# Required actions
1. In the passage below on the General Court's reading of "environmental law," which four kinds of acts or proceedings does the Aarhus Regulation except?
2. Extend the passage below on the General Court's reading of "environmental law," picking up after its final sentence.

The General Court found that the EU legislature, in referring to the objectives listed in Article 191(1) TFEU, intended to give to the concept of “environmental law” a broad meaning not limited to matters relating to the protection of the natural environment in “the strict sense”.

Further, according to Article 192(2) TFEU, environmental law includes, “in so far as it is the subject of Title XX of the TFEU”, provisions and measures of a fiscal nature or that affect town planning, quantitative management of water resources and land use and measures affecting Member State’s choice between different energy resources and the general structure of its energy supply. A restrictive definition such as that supported by the Commission would exclude these areas from its scope.

Finally, the exceptions provided for by the Aarhus Regulation with regard to acts adopted in competition law, infringement proceedings, Ombudsman proceedings and anti-fraud proceedings indicated that the concept of environmental law must be interpreted “very broadly”.

On whether the request at stake fell within the scope of the Regulation, the General Court rejected all the arguments of the Commission. It very bluntly affirmed that an authorisation decision to place a GMO on the market is an act which falls within the scope of the area of environmental protection. It relied on the fact that the protection of health of individuals is one of the objectives of EU policy in the area of the environment. And found that the objectives of Regulation 1829/2003 is to regulate human interventions that affect the environment by reason of the presence of GMOs liable to have effects on human and animal health, the authorisation decisions constitute acts adopted under environmental law within the meaning of Article 2(1)(f) of the Aarhus Regulation.

Point-per-instance localization data:
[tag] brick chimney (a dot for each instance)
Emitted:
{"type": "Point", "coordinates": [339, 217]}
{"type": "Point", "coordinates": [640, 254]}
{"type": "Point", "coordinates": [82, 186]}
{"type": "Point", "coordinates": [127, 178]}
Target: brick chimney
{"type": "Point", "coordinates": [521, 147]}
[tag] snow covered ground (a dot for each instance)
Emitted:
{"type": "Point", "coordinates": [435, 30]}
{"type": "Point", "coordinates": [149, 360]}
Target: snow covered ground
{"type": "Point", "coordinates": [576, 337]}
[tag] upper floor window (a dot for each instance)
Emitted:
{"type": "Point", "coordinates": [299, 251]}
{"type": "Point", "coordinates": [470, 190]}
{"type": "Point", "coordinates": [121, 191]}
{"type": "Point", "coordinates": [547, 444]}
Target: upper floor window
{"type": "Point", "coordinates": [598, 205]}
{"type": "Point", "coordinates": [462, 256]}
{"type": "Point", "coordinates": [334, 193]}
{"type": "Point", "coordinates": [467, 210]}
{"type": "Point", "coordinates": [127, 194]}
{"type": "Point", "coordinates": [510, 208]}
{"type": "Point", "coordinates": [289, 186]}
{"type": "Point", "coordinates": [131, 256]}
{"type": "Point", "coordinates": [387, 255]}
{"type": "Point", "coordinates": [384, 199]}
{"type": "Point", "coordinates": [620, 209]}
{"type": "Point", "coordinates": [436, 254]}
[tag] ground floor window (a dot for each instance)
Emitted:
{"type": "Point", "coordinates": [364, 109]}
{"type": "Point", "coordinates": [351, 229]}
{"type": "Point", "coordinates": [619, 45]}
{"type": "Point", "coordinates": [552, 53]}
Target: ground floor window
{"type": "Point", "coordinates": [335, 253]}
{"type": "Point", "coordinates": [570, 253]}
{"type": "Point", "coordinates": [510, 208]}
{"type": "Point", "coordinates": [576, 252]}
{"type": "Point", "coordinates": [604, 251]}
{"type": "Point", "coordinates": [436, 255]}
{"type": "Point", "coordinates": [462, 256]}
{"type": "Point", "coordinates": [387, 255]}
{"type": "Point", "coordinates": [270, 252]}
* * *
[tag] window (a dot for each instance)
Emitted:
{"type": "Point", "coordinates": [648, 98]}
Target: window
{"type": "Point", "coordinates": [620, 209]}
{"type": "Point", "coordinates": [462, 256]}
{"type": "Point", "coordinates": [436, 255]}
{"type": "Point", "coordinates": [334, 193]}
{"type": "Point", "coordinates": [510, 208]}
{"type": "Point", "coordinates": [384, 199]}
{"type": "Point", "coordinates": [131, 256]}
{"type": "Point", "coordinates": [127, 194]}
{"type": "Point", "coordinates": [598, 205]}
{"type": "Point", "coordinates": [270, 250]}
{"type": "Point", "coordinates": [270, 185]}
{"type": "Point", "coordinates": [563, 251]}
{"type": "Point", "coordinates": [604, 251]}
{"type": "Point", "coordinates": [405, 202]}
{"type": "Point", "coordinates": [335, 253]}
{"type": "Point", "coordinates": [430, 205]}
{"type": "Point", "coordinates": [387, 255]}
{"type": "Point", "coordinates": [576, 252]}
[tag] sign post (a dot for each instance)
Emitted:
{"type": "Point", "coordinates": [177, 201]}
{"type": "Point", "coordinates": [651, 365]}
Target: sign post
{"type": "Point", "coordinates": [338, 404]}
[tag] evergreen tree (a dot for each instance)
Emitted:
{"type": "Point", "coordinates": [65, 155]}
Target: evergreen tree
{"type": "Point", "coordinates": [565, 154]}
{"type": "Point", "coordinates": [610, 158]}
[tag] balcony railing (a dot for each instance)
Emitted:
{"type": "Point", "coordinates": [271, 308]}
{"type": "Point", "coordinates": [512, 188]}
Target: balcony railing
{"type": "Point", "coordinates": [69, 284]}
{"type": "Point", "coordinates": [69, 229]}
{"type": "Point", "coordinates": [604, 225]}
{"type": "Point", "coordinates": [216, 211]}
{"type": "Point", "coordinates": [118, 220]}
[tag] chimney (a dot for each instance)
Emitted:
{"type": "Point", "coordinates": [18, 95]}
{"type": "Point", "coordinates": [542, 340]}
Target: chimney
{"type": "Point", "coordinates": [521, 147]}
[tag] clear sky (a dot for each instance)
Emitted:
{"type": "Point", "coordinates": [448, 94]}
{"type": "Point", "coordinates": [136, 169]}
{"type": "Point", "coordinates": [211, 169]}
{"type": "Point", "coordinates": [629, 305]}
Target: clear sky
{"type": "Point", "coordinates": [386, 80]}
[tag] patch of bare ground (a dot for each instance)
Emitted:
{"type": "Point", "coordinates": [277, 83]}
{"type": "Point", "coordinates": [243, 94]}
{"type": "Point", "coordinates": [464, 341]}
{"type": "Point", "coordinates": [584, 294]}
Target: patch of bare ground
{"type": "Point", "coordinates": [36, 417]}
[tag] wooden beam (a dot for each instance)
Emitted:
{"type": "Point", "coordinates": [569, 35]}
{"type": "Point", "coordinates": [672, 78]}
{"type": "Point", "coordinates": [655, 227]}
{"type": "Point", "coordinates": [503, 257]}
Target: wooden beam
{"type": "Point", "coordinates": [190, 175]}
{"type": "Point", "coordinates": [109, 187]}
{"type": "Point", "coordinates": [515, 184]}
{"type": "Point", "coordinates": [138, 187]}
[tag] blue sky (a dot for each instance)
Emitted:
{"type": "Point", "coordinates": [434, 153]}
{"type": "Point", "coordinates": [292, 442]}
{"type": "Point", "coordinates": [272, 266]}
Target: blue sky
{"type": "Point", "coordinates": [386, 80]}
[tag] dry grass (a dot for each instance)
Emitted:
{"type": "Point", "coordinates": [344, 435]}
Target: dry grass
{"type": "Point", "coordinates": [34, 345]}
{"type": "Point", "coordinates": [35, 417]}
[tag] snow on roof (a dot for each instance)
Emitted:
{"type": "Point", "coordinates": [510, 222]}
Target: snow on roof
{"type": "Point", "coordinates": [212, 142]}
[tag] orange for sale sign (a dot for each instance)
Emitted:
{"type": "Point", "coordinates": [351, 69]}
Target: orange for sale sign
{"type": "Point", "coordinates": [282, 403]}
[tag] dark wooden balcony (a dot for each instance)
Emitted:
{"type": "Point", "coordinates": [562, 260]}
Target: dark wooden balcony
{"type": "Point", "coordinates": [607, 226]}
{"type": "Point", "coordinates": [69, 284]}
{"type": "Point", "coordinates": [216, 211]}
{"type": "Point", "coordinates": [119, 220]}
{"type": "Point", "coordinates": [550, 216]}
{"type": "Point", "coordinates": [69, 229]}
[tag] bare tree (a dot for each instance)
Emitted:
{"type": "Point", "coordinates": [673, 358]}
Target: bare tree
---
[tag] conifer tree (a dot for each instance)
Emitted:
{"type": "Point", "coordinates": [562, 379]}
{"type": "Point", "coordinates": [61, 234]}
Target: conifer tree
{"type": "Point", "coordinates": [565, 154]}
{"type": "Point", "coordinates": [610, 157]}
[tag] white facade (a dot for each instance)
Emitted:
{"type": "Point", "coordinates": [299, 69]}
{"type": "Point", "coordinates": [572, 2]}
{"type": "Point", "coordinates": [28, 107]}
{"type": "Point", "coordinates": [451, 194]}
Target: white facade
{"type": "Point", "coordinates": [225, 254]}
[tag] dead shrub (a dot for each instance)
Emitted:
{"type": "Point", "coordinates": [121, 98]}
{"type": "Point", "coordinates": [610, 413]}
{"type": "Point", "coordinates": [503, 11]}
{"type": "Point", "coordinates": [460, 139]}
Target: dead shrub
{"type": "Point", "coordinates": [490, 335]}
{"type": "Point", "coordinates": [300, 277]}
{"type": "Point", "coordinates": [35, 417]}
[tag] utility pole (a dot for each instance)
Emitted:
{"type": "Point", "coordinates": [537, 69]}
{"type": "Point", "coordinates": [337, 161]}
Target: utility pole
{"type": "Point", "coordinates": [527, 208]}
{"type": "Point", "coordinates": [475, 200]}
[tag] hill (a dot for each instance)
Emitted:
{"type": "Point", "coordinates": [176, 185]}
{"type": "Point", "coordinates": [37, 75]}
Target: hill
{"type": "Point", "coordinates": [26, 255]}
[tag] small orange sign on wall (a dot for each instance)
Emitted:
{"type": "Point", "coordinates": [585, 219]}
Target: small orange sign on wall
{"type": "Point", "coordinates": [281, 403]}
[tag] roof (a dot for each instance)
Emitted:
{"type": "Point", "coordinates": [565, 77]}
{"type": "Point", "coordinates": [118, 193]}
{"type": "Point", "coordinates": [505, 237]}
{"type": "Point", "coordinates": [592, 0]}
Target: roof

# Responses for each task
1. Acts adopted in competition law, infringement proceedings, Ombudsman proceedings and anti-fraud proceedings.

2.
The fact that Regulation 1829/2003 makes a distinction between the safety assessment of the food and feed concerned and the environmental risk assessment is qualified by the General Court as being of no relevance to the question of whether the request for review falls within the scope of Regulation 1367/2003.

It further observed that the feed is liable to be consumed by animals that will interact with the environment or will be part of the environment. It stated that those animals themselves constitute elements of the environment and the effects of their nutritional value as a result of the feed concerned or the fact that they may contravene food safety requirements are therefore matters that fall within the scope of environmental law within the meaning of Regulation 1367/2006.

Finally, the General Court specified that the state of the environment within the meaning of Regulation 1367/2006 is not confined to the state of the natural environment within the EU. Therefore, the fact that the food and feed have undergone biological or technical processing in their country of origin outside the EU is of no relevance.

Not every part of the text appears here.